Start of SELECTED EXTRACT

As consumers and companies shift to the “cloud”—where documents, photos, videos, music and business information are stored and accessed via the Internet—a novel approach to investing in the industry has emerged. You can buy shares of real estate investment trusts (REITs) that own millions of square feet of space where the computer servers that make the cloud possible are housed. These installations, in areas such as northern Virginia and California’s Silicon Valley, are not typical warehouses—they feature military-grade security, sophisticated cooling systems and a variety of high-speed Internet connections.

Cloud service providers including Amazon and Google—and companies such as eBay and Facebook that store data in the cloud—find it cost-effective to rent space from these REITs.

End of SELECTED EXTRACT
Start of DATASET SECTION

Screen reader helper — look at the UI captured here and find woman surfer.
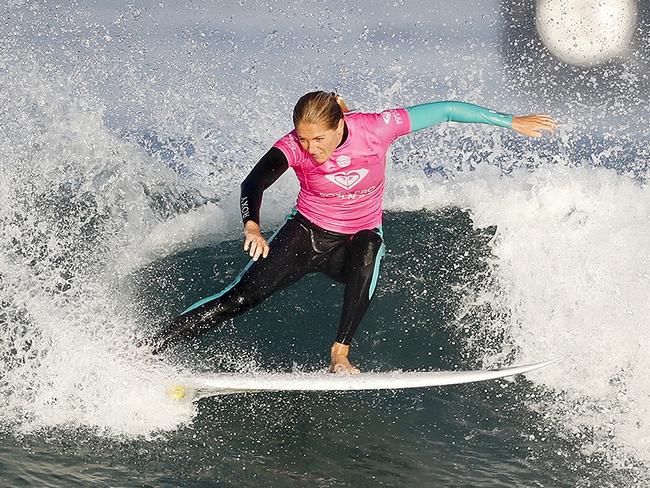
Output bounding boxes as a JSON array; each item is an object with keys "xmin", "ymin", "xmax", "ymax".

End of DATASET SECTION

**ASSIGNED TASK:**
Resume the passage on data-center REITs, starting after its last sentence. The material has no connection to the passage on data-center REITs.

**RESPONSE FOR THIS EXERCISE:**
Growth of the cloud has been explosive. Nearly 60% of US companies now plan to use Web-based cloud services, up from 24% in 2014, according to research firm IDC. The six REITs that provide space for cloud-related computer servers generated $6 billion in revenue in 2015. In the past year, their share prices have risen 40%, on average, compared with 1.5% for the Standard & Poor’s 500 stock index. Several of the REITs still are attractive as their potential growth justifies higher share prices.

My favorite data-center REITs…

CyrusOne (CONE) has more than 940 clients, including more than 170 in the Fortune 1000.

DuPont Fabros Technology (DFT) provides space for several of the largest cloud-service providers.

QTS Realty Trust (QTS), which has more than 1,000 clients, buys large buildings in big markets and retrofits them, allowing it to expand inexpensively and rapidly.